> _EXERCISE_: Copy every line of the entries that includes the word "eyebrow".

[GIVEN RECORDS — start]

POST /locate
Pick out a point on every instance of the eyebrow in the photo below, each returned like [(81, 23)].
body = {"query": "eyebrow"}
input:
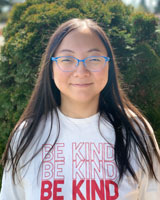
[(91, 50)]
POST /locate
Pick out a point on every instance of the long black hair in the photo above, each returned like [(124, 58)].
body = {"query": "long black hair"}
[(129, 124)]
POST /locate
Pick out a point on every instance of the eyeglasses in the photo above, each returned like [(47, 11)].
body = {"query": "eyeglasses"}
[(91, 63)]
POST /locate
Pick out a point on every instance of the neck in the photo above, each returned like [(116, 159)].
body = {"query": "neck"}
[(79, 110)]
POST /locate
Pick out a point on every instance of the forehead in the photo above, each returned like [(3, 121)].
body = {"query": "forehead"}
[(81, 40)]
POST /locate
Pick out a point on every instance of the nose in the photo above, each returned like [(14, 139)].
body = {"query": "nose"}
[(81, 70)]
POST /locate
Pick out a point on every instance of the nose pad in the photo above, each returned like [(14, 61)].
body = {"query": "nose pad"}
[(81, 64), (81, 69)]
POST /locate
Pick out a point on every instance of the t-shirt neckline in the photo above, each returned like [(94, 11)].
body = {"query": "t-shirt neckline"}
[(90, 119)]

[GIVEN RECORDS — finish]

> _SOLUTION TO THIS TASK_:
Pick out a point on every instance of the eyebrow in the photo below, each returned like [(81, 23)].
body = {"query": "eyebrow"}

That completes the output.